> _Text_:
--- START ---
The Association of Dialysis Facility Payer Mix With Access to Kidney Transplantation
- PMID: 37432684
- PMCID: PMC10336615
- DOI: 10.1001/jamanetworkopen.2023.22803
The Association of Dialysis Facility Payer Mix With Access to Kidney Transplantation
Abstract
Importance: Insurance coverage for patients with end-stage kidney disease has shifted toward more commercially insured patients at dialysis facilities. The associations among insurance status, facility-level payer mix, and access to kidney transplantation are unclear.
Objective: To determine the association of dialysis facility commercial payer mix and 1-year incidence of wait-listing for kidney transplantation, and to delineate the association of commercial insurance at the patient vs facility level.
Design, setting, and participants: This retrospective population-based cohort study used data from the United States Renal Data System from 2013 to 2018. Participants included patients aged 18 to 75 years initiating chronic dialysis between 2013 and 2017, excluding patients with a prior kidney transplant or with major contraindications to kidney transplant. Data were analyzed from August 2021 and May 2023.
Exposure: Dialysis facility commercial payer mix, calculated as the proportion of patients with commercial insurance per facility.
Main outcomes and measures: The primary outcome was patients added to a waiting list for kidney transplant within 1 year of dialysis initiation. Multivariable Cox regression, censoring for death, was used to adjust for patient-level (demographic, socioeconomic, and medical) and facility-level factors.
--- END ---
> _Material provided_:
--- START ---
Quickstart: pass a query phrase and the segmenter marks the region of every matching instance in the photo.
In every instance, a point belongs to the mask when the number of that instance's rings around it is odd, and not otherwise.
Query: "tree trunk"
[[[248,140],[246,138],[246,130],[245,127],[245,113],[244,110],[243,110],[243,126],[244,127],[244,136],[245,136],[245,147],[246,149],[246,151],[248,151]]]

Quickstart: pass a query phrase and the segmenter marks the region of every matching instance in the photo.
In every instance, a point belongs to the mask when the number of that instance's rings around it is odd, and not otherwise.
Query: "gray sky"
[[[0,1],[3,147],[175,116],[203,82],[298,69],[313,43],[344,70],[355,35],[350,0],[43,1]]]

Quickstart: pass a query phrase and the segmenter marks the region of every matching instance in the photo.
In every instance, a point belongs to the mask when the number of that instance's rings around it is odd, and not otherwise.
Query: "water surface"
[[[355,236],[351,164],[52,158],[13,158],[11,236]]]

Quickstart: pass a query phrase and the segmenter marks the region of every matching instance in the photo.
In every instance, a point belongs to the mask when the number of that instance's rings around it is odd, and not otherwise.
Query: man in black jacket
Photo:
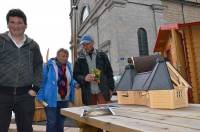
[[[11,9],[6,19],[9,31],[0,34],[0,132],[8,132],[12,111],[17,131],[32,132],[43,59],[38,44],[24,34],[25,14]]]
[[[90,35],[81,38],[83,46],[74,64],[74,78],[80,84],[84,105],[104,104],[110,101],[114,90],[113,71],[107,55],[94,49]],[[100,77],[94,71],[100,72]]]

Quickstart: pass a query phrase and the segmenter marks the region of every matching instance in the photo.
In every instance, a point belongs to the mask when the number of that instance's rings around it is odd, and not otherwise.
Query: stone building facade
[[[199,10],[197,0],[71,0],[72,61],[90,34],[121,74],[128,57],[153,54],[161,24],[198,21]]]

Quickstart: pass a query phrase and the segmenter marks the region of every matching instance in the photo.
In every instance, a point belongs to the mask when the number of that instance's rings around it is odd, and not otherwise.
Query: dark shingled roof
[[[154,56],[155,57],[155,56]],[[145,57],[142,57],[144,59]],[[149,56],[148,56],[149,58]],[[139,59],[139,58],[137,58]],[[146,60],[146,61],[144,61]],[[144,59],[143,65],[148,64],[152,59]],[[150,62],[153,64],[152,62]],[[136,62],[134,61],[134,64]],[[144,66],[145,67],[145,66]],[[152,67],[151,69],[149,69]],[[126,67],[118,85],[117,91],[147,91],[147,90],[169,90],[173,89],[173,84],[164,58],[156,57],[156,63],[152,66],[145,67],[145,69],[137,69],[132,65]],[[148,69],[148,70],[147,70]],[[141,72],[145,71],[145,72]],[[147,72],[148,71],[148,72]]]

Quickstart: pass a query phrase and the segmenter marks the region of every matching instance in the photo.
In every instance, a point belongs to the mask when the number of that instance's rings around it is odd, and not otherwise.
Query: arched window
[[[137,31],[138,45],[140,56],[149,55],[147,32],[144,28],[139,28]]]
[[[81,12],[81,23],[85,21],[85,19],[89,16],[90,11],[88,6],[84,6]]]

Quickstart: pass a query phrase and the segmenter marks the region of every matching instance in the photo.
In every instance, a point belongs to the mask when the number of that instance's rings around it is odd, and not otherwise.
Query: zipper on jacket
[[[17,88],[16,88],[16,87],[14,87],[14,92],[13,92],[13,94],[14,94],[14,95],[17,94]]]
[[[20,70],[20,48],[18,48],[18,63],[17,63],[17,69]],[[16,81],[15,81],[15,87],[14,87],[14,92],[13,94],[16,95],[17,94],[17,86],[18,86],[18,82],[19,82],[19,73],[20,71],[17,70],[17,77],[16,77]]]

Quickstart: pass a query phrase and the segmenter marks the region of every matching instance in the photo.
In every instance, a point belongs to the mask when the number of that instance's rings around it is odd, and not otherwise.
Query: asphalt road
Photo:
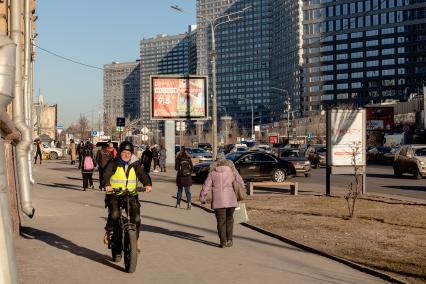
--- END ---
> _What this exercise asks_:
1) According to the dialysis payer mix abstract, what was the primary outcome of the study?
2) Retype the dialysis payer mix abstract word for word, everything from "Objective: To determine" down to "insurance per facility.".
3) Write what comes next in the abstract on dialysis facility payer mix and kidney transplantation, picking up after its last sentence.
The lines play no part in what is asked here.

> _Outputs for the tasks_:
1) The primary outcome was patients added to a waiting list for kidney transplant within 1 year of dialysis initiation.

2)
Objective: To determine the association of dialysis facility commercial payer mix and 1-year incidence of wait-listing for kidney transplantation, and to delineate the association of commercial insurance at the patient vs facility level.
Design, setting, and participants: This retrospective population-based cohort study used data from the United States Renal Data System from 2013 to 2018. Participants included patients aged 18 to 75 years initiating chronic dialysis between 2013 and 2017, excluding patients with a prior kidney transplant or with major contraindications to kidney transplant. Data were analyzed from August 2021 and May 2023.
Exposure: Dialysis facility commercial payer mix, calculated as the proportion of patients with commercial insurance per facility.

3)
Results: A total of 233 003 patients (97 617 [41.9%] female patients; mean [SD] age, 58.0 [12.1] years) across 6565 facilities met inclusion criteria. Participants included 70 062 Black patients (30.1%), 42 820 Hispanic patients (18.4%), 105 368 White patients (45.2%), and 14 753 patients (6.3%) who identified as another race or ethnicity (eg, American Indian or Alaskan Native, Asian, Native Hawaiian or Pacific Islander, and multiracial). Of 6565 dialysis facilities, the mean (SD) commercial payer mix was 21.2% (15.6 percentage points). Patient-level commercial insurance was associated with increased incidence of wait-listing (adjusted hazard ratio [aHR], 1.86; 95% CI, 1.80-1.93; P < .001). At the facility-level and before covariate adjustment, higher commercial payer mix was associated with increased wait-listing (fourth vs first payer mix quartile [Q]: HR, 1.79; 95% CI, 1.67-1.91; P < .001). However, after covariate-adjustment, including adjusting for patient-level insurance status, commercial payer mix was not significantly associated with outcome (Q4 vs Q1: aHR, 1.02; 95% CI, 0.95-1.09; P = .60).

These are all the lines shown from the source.